*** Opening of Text segment ***
After reviewing the recent data, the team accepted many elements of the Corps’ proposal and developed an amended opinion that retains the vast majority of the measures included in the 2000 biological opinion, but incorporates the Corps-proposed performance-based approach. This approach gives the Corps greater flexibility to manage the river while providing equal or greater conservation benefits to piping plover, interior least tern, and pallid sturgeon. The team concurred that the Corps’ proposed approach would continue to avoid jeopardy to the piping plover and interior least tern, but could not concur that jeopardy would be avoided for the pallid sturgeon.
The amended Biological Opinion includes an aggressive watershed approach, habitat creation and restoration, test rises along the river and an adaptive management and monitoring program. The opinion includes specific measures to address spawning cues and habitat improvement for sturgeon. This comprehensive approach builds on measures endorsed by the National Academy of Science when it conducted its review of the Missouri River science in 2000.
During the consultation process, the Service worked with the Corps to develop RPAs that are consistent with the intended purpose of the Corps’ action, and are economically and technically feasible, but yet would avoid the likelihood of jeopardizing the continued existence of listed species or resulting in the destruction or adverse modification of critical habitat.
*** Close of Text segment ***
*** Opening of Stored data ***
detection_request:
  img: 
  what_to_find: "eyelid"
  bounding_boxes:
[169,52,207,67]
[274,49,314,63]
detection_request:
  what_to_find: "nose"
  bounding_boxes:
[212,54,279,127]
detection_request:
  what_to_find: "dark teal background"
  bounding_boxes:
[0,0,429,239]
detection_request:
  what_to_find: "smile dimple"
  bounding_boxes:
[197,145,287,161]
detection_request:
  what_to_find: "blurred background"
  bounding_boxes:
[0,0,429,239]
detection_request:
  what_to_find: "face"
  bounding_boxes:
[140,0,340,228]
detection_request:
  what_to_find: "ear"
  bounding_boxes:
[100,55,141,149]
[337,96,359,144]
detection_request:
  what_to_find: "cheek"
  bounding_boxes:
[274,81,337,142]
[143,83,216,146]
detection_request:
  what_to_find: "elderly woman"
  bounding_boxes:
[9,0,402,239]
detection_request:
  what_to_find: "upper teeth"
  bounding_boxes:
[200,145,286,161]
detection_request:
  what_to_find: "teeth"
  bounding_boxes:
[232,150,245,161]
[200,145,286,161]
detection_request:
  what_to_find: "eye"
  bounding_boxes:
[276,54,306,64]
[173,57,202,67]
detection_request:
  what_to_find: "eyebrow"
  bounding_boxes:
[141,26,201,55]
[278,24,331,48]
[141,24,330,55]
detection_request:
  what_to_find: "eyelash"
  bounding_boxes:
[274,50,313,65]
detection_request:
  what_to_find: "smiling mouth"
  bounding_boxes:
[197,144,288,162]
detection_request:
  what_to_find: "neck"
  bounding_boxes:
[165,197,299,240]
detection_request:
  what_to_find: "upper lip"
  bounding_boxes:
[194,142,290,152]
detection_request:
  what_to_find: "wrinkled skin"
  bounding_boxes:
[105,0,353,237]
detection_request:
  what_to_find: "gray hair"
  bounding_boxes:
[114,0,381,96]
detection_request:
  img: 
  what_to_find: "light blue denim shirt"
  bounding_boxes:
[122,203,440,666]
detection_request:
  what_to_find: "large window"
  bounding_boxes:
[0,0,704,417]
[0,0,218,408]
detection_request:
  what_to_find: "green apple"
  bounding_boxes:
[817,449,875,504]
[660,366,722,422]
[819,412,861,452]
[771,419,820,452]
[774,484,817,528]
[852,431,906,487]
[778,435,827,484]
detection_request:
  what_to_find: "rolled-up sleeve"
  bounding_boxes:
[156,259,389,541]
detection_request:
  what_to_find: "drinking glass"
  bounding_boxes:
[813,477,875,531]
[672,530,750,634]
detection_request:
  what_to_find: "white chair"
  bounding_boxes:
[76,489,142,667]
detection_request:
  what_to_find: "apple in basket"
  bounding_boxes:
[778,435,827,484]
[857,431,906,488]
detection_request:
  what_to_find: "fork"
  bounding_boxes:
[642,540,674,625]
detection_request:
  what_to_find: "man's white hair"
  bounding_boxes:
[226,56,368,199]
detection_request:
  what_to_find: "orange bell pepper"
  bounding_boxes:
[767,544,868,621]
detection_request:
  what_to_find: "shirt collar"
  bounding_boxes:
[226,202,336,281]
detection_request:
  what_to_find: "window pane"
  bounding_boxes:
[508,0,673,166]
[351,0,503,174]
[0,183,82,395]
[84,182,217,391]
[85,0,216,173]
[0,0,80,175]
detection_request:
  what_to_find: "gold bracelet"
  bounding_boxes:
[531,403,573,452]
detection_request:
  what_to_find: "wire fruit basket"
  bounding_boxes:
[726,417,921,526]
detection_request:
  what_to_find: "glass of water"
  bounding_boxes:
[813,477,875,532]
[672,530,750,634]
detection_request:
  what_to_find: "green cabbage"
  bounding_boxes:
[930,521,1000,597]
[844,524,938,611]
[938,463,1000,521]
*** Close of Stored data ***
Brief 1: In the biological opinion text, for which species could the team not concur that jeopardy would be avoided?
Brief 2: Echo the part of the biological opinion text that opens with the words "After reviewing the" and closes with "the pallid sturgeon.".
The records have no role in this work.

Answer space 1: The pallid sturgeon.

Answer space 2:
After reviewing the recent data, the team accepted many elements of the Corps’ proposal and developed an amended opinion that retains the vast majority of the measures included in the 2000 biological opinion, but incorporates the Corps-proposed performance-based approach. This approach gives the Corps greater flexibility to manage the river while providing equal or greater conservation benefits to piping plover, interior least tern, and pallid sturgeon. The team concurred that the Corps’ proposed approach would continue to avoid jeopardy to the piping plover and interior least tern, but could not concur that jeopardy would be avoided for the pallid sturgeon.